* _Your objective_
Extract every line of the records below and reproduce each one verbatim, with no alterations.

[Detection annotation records]
───

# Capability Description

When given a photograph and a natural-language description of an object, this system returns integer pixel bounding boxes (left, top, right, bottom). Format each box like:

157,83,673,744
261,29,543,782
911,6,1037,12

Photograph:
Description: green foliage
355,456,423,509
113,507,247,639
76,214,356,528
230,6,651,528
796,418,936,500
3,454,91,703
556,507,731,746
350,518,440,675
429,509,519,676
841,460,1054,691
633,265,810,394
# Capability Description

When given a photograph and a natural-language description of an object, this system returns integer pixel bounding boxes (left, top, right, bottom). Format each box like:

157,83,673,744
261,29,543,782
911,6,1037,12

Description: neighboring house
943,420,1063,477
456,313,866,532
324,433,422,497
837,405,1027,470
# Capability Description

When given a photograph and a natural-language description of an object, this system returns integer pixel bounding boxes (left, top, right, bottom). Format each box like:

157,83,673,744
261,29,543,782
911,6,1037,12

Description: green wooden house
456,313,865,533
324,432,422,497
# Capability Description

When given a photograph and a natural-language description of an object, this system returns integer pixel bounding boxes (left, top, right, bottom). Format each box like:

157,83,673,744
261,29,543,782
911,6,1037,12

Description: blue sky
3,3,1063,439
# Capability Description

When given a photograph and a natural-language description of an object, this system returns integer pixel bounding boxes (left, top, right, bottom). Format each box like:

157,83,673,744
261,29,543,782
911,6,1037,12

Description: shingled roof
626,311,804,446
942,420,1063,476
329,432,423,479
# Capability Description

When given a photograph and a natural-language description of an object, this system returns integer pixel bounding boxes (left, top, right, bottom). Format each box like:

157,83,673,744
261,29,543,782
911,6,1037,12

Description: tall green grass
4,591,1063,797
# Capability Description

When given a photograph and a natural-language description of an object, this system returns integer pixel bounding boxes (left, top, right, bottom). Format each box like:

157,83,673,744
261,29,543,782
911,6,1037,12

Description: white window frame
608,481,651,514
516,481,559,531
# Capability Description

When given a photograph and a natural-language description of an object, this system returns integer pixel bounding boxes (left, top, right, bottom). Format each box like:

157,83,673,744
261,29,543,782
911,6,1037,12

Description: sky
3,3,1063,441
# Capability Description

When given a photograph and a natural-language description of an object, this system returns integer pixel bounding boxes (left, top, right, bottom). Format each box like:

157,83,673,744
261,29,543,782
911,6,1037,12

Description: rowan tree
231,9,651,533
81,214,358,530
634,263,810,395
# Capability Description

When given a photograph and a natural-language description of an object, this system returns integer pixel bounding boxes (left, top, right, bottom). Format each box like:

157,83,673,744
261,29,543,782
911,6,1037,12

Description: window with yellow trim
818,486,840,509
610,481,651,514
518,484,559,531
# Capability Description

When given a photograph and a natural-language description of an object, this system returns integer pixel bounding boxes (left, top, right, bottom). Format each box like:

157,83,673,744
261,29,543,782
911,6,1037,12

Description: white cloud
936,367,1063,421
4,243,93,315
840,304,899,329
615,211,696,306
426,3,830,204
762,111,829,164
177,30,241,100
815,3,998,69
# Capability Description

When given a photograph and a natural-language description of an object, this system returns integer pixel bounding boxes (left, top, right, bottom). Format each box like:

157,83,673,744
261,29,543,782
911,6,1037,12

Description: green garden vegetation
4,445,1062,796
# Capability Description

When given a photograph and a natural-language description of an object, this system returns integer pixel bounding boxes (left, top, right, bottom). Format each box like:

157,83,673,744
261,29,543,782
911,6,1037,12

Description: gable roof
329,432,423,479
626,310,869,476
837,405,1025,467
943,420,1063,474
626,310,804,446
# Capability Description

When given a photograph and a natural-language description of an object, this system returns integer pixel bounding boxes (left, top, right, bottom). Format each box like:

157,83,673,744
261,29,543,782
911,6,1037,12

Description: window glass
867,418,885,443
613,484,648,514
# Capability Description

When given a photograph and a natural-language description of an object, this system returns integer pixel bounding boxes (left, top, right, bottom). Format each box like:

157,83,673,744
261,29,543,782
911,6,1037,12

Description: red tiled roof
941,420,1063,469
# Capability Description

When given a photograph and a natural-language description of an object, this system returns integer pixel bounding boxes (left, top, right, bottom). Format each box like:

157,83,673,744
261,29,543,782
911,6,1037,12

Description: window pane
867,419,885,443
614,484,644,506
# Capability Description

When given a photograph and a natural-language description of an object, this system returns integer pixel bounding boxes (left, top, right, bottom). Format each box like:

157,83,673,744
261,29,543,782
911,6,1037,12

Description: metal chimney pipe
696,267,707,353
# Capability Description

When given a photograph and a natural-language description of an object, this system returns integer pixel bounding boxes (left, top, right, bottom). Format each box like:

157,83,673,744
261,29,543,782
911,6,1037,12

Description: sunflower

───

* _Exercise solution_
# Capability Description

When given a photograph and a natural-language description of an object, this system returns integer pixel bounding boxes (left, top, right, bottom). Format each box like:

157,83,673,744
261,29,543,782
911,6,1037,12

Photograph:
Description: green foliage
355,456,423,509
113,507,247,639
76,214,356,528
230,6,651,528
796,418,936,500
3,454,91,703
556,507,731,746
350,518,440,675
429,509,519,676
841,460,1054,691
633,265,810,394
# Capability Description

When given a photograph and a natural-language description of an object, this system returns integer pixel bounding boxes (left, top, right, bottom). Format each box like:

157,83,673,744
261,29,543,782
911,6,1037,12

Description: neighboring house
943,420,1063,477
456,313,866,532
324,433,422,497
837,405,1027,470
# Capability Description

When given a photograph and a natural-language description of an object, this system returns integer pixel bounding boxes (left, top, right, bottom). Format each box like:

157,83,673,744
261,29,543,782
911,6,1037,12

Description: green wooden house
456,313,865,533
324,432,422,497
# Capability Description

When given a photograph and a natural-language description of an object, this system returns integer pixel bounding boxes (left, top, right, bottom). Format each box like:

157,83,673,744
261,29,543,782
911,6,1037,12

Description: blue sky
3,3,1063,439
# Capability Description

When given a photograph and a natural-language description of an object, this system returns integer pixel bounding boxes (left, top, right, bottom). Format each box like:

157,83,673,744
261,29,543,782
911,6,1037,12

Description: shingled roof
626,311,804,446
942,420,1063,476
329,432,423,479
# Capability Description

When given a photograph and a natural-language description of an object, this system returns integer pixel bounding boxes (left, top, right, bottom). Format each box like:

157,83,673,744
261,29,543,782
911,6,1037,12

Description: tall green grass
4,591,1063,797
# Capability Description

When given a photograph and a natural-language description of an object, this system returns integer pixel bounding boxes (left, top, right, bottom). Format each box like:

157,83,673,744
261,29,543,782
911,6,1037,12

Description: white window frame
608,481,651,514
516,481,559,531
# Capability Description

When given a photograph and a natural-language description of an object, this system returns integer pixel bounding boxes (left, top, right, bottom). Format each box like:

157,83,673,744
261,29,543,782
911,6,1037,12

Description: sky
3,3,1063,441
# Capability Description

When given a photograph and a natural-language description of an object, this system returns integer pixel bounding boxes (left, top, right, bottom). Format each box like:

157,83,673,744
261,29,543,782
911,6,1037,12

Description: rowan tree
231,9,651,533
81,214,358,530
634,263,810,395
# Capability Description

When given a photograph and a natural-language description of an object, this system returns integer pixel bounding boxes (left, top, right, bottom). Format each box like:

157,83,673,744
261,29,543,782
911,6,1037,12

Description: window with yellow trim
818,486,840,509
610,481,651,514
518,484,559,531
# Capability Description

When given a photograph and a natural-language description of an object, this system returns integer pixel bounding boxes (left, top, right, bottom). Format each box like:

157,83,673,744
261,29,543,782
911,6,1037,12

Description: white cloud
936,367,1063,421
4,243,93,315
840,304,899,329
615,211,696,306
426,3,830,204
762,111,829,164
177,30,241,100
815,3,998,69
# Capability Description

When given a photograph and a natural-language description of an object, this system returns integer pixel bounding boxes (left, top, right, bottom). Format each box like:

157,83,673,744
261,29,543,782
911,6,1037,12

Description: green garden vegetation
4,445,1062,796
# Capability Description

When given a photograph and a natural-language description of an object, this system returns integer pixel bounding boxes (left, top, right, bottom). Format each box like:

157,83,673,744
261,29,543,782
911,6,1037,12

Description: gable roof
329,432,423,479
626,310,869,476
837,405,1025,467
943,420,1063,474
626,310,804,446
# Capability Description

When given a photograph and a natural-language description of an object, this system returns integer pixel bounding boxes (left, top, right, bottom). Format each box like:

157,83,673,744
261,29,543,782
911,6,1037,12

Description: window glass
867,418,885,443
613,484,648,514
# Capability Description

When given a photograph and a natural-language description of an object, this system returns integer pixel bounding boxes (left, top, right, bottom). Format each box like:

157,83,673,744
261,29,543,782
911,6,1037,12

Description: red tiled roof
941,420,1063,469
# Capability Description

When given a photograph and a natural-language description of an object, this system returns integer pixel bounding boxes (left, top, right, bottom). Format each box like:

157,83,673,744
261,29,543,782
911,6,1037,12

Description: window pane
867,419,885,443
614,484,644,506
# Capability Description

When given a photograph and a natural-language description of an object, this system returns integer pixel bounding boxes (left, top, right, bottom). Format each box like:

157,83,673,744
261,29,543,782
911,6,1037,12

Description: metal chimney pipe
696,267,707,353
# Capability Description

When given a photograph and a natural-language description of an object, this system returns integer pixel bounding boxes (left, top, right, bottom). Format each box like:

157,83,673,744
261,29,543,782
911,6,1037,12

Description: sunflower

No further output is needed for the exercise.